**Task prompt**: Reproduce the material with every instance of "in this photo" replaced by "in this image" and everything else unchanged. Leave the pictures out of your answer.
##############################
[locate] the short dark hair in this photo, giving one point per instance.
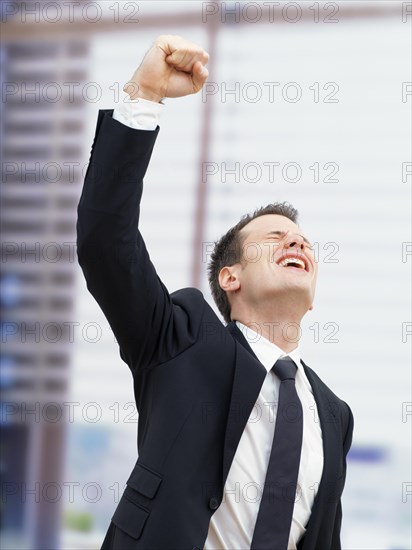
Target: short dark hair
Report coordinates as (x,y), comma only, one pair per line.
(228,250)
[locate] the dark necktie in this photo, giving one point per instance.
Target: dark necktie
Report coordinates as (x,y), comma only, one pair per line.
(276,507)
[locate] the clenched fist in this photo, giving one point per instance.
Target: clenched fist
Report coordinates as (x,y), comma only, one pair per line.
(173,67)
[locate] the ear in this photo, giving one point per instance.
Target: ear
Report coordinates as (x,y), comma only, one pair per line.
(228,279)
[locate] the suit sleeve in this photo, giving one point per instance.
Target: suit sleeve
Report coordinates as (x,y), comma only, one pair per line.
(112,254)
(347,442)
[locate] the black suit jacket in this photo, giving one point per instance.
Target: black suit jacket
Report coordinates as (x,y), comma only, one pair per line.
(195,380)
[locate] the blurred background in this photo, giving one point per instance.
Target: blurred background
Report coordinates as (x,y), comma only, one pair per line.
(308,102)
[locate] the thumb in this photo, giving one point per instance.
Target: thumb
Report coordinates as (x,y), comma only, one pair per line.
(199,75)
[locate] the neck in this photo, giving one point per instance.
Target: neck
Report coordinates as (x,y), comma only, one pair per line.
(281,326)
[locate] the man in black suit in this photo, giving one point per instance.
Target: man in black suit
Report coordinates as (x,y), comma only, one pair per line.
(212,434)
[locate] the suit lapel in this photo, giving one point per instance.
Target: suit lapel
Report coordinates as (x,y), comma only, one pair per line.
(332,454)
(248,379)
##############################
**Answer to this problem**:
[locate] the short dark hair in this image, giving one point per instance.
Target: short dark hair
Report coordinates as (x,y), comma only, one pair per line.
(228,250)
[locate] the dark necktie in this image, giving one point per instance.
Target: dark necktie
Report coordinates as (x,y), comma only, one pair per line.
(276,507)
[locate] the clenched fist in this image, giving one point per instance.
Target: clenched fist
Report coordinates as (x,y), comma only, one pair per line.
(173,67)
[locate] the ear in this image, giving one point per instance.
Target: ear
Report coordinates as (x,y), comma only, one pair per line.
(228,279)
[locate] the suit sleeve in this image, giving one point per instance.
Target: suit sleeve
Report coordinates as (x,y), comma only, one pair per line.
(112,254)
(347,442)
[locate] the black suit jacket in this image, giving one point per instance.
Target: black suit jacket
Report coordinates as (x,y), comma only, one pair per line.
(195,380)
[locate] the blurred background in this image, giving one point per instance.
Target: blurred background
Report coordinates as (x,y), comma only, one pair per line.
(308,102)
[locate] the thumb in this image, giving one point per instance.
Target: thumb
Report coordinates as (x,y), comma only, one pair per line.
(199,75)
[locate] the neck in this image, giving one point per instance.
Target: neck
Report coordinates as (x,y), comma only, one pair per line.
(281,326)
[locate] the man in black suit in this image, giving one point per instance.
Target: man in black suit
Report coordinates as (x,y), comma only, one pair per line.
(212,434)
[locate] the suit lapel in this image, giving one point per instance.
Target: suit lapel
Report coordinates as (x,y), comma only, one pair per line.
(332,454)
(248,379)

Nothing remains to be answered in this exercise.